> [Exercise prompt] Convert the entries into a two-column CSV, one row per entry, with columns named "prompt" and "answer". Enclose each field in double quotes and replace every line break inside a field with a space.

> [Supplied records]
/---

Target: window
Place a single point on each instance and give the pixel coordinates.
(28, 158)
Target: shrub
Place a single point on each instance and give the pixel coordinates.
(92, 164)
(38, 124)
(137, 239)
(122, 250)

\---

> [Answer to the problem]
prompt,answer
"Target: window Place a single point on each instance and give the pixel coordinates.","(28, 158)"
"Target: shrub Place a single point on each instance and give the pixel coordinates.","(92, 164) (38, 124) (137, 239) (122, 250)"